▶ **EXERCISE TASKS**:
1. Answer these questions from the white feather essay, each on its own line:
(a) What was the narrator going to cut when the feather floated past?
(b) How many daughters came with the friend on the visit?
(c) What did the friend's family see on the way to the house?
2. Write what comes next in the white feather essay, starting after its last sentence.

--- start of DOCUMENT TEXT ---

The White Feather

Yesterday morning, as I opened the back door to cut some sprigs of oregano from one of the planters along the side of the house, a fluffy white feather floated across my line of sight.

Instead of ignoring it and carrying on, I paused and watched as it gently criss-crossed on thermals of warm air before settling on the ground at my feet. Then I picked it up.

I had a friend growing up who would take things such as this feather as a ‘sign’. She believed in them. Almost as though her life depended on it. Maybe it did. She wasn’t very good at making decisions (not good ones, at any rate) so perhaps she liked to rely on these spiritual messages from God or the Universe or wherever because if whatever information these ‘signs’ delivered her turned out to be wrong, she could blame the sign, sidestepping personal fault.

Clever.

One time, she and her three daughters visited the house I last lived in (and had originally owned) at the tail end of the separation from my last (and final) husband. The atmosphere in the house—which had already been sold, and packing boxes littered the downstairs rooms–was strained when my husband and I occupied the same space, but we’d decided at the outset we’d be grown-up about our split so we didn’t make visitors feel uncomfortable which might cause them to think they’d need to take ‘sides’.

When she came through the door, my friend was flustered and couldn’t hardly speak, so one of her daughters explained that en route to our house a bird had been hit by the car in front of theirs, and they’d watched its body drop to the ground.

--- end of DOCUMENT TEXT ---
--- start of PROVIDED INFORMATION ---

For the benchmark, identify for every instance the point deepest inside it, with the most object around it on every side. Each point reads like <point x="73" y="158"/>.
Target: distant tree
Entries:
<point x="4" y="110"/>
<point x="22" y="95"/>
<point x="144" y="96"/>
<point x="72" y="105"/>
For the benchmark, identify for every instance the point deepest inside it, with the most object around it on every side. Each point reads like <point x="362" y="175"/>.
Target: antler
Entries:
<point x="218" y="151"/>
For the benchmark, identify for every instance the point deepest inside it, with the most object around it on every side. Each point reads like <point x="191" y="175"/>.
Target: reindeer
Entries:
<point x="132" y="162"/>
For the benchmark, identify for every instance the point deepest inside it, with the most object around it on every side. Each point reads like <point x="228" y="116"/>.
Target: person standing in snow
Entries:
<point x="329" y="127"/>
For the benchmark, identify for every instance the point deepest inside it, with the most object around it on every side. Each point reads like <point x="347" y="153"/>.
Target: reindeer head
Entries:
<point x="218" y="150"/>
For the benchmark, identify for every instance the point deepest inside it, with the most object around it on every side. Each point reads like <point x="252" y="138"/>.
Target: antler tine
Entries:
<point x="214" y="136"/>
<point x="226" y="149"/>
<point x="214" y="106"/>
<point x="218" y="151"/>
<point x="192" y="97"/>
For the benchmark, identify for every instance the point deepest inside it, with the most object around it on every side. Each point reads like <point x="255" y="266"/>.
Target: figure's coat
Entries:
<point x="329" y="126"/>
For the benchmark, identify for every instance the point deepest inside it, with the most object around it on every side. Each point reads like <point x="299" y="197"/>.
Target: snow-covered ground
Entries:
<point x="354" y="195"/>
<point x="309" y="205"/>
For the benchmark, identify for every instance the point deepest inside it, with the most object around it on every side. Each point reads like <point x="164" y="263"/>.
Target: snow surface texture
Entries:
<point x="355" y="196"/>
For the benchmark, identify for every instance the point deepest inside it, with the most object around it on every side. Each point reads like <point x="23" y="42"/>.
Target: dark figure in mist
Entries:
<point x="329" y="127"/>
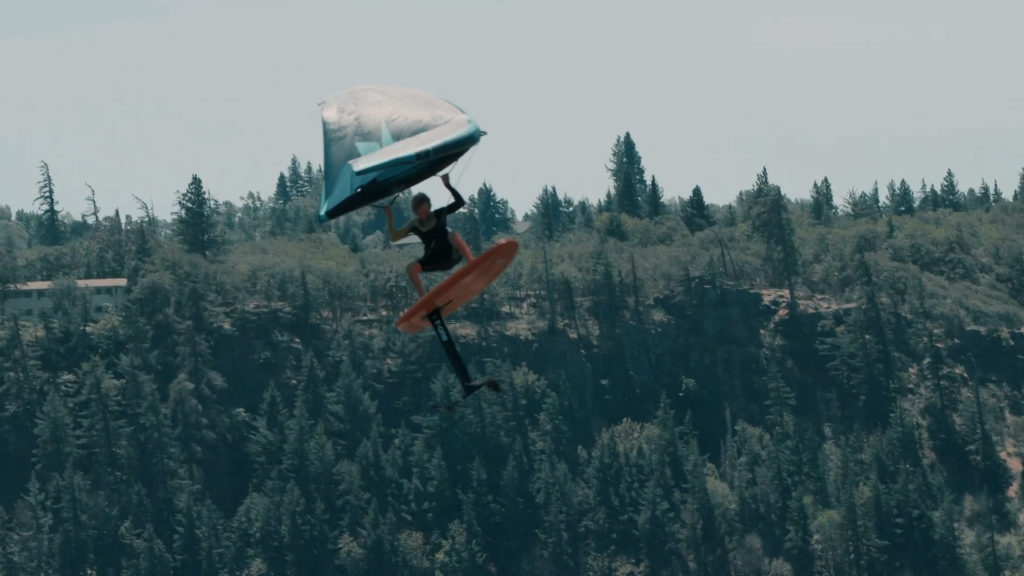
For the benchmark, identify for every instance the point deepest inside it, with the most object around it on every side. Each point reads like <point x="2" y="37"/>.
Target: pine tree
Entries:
<point x="985" y="196"/>
<point x="653" y="200"/>
<point x="309" y="178"/>
<point x="900" y="199"/>
<point x="493" y="212"/>
<point x="282" y="193"/>
<point x="196" y="219"/>
<point x="822" y="203"/>
<point x="549" y="213"/>
<point x="770" y="221"/>
<point x="92" y="211"/>
<point x="950" y="196"/>
<point x="697" y="216"/>
<point x="628" y="176"/>
<point x="49" y="231"/>
<point x="1019" y="193"/>
<point x="996" y="193"/>
<point x="296" y="182"/>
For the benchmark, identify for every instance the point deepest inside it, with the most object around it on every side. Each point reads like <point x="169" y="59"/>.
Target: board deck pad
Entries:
<point x="461" y="287"/>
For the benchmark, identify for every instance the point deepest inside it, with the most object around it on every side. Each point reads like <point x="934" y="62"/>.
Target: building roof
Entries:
<point x="92" y="283"/>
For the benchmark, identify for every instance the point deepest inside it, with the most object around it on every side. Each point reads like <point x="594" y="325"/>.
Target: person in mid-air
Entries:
<point x="442" y="248"/>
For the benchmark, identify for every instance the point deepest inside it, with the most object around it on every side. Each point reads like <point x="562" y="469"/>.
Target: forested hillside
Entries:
<point x="778" y="385"/>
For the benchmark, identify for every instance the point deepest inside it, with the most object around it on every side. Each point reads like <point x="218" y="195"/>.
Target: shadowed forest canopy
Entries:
<point x="781" y="385"/>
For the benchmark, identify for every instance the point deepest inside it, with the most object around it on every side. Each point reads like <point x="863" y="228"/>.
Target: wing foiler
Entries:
<point x="379" y="140"/>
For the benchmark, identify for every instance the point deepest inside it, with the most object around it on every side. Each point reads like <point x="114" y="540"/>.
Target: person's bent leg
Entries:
<point x="414" y="276"/>
<point x="461" y="245"/>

--- end of PROVIDED INFORMATION ---

▶ **EXERCISE RESULTS**:
1.
(a) Sprigs of oregano from one of the planters along the side of the house.
(b) Three.
(c) A bird was hit by the car in front of theirs, and they watched its body drop to the ground.

2.
My friend, her daughters continued the story, had stopped the car in fright and sped over to where the bird had landed (no one mentioned dangerous parking or disrupting other traffic but these things crossed my mind). She’d knelt down beside it, lifted its still-warm, bloodied body in cupped hands and stared at it, probably (knowing my friend) whispering the sacred last rites and hoping her words caught its soul before it floated to bird heaven.

‘It’s a sign’, my friend said in a breathless panic. ‘The bird was black.’ She was pacing, patting her chest.

I’d wanted to laugh but knew from experience to humour her. ‘A sign of what?’

‘A sign that it wasn’t flying high enough to avoid getting hit by a car,’ one of her daughters suggested sardonically, which earnt a fierce glare from her mother.

‘You mustn’t say things like that,’ my friend said, pale, and shaken. ‘It’s a sign.’

 ‘A bird got hit by a car, mother,’ another daughter tried. ‘It wasn’t a sign.’

 ‘But the bird was black,’ my friend’s eyes flashed.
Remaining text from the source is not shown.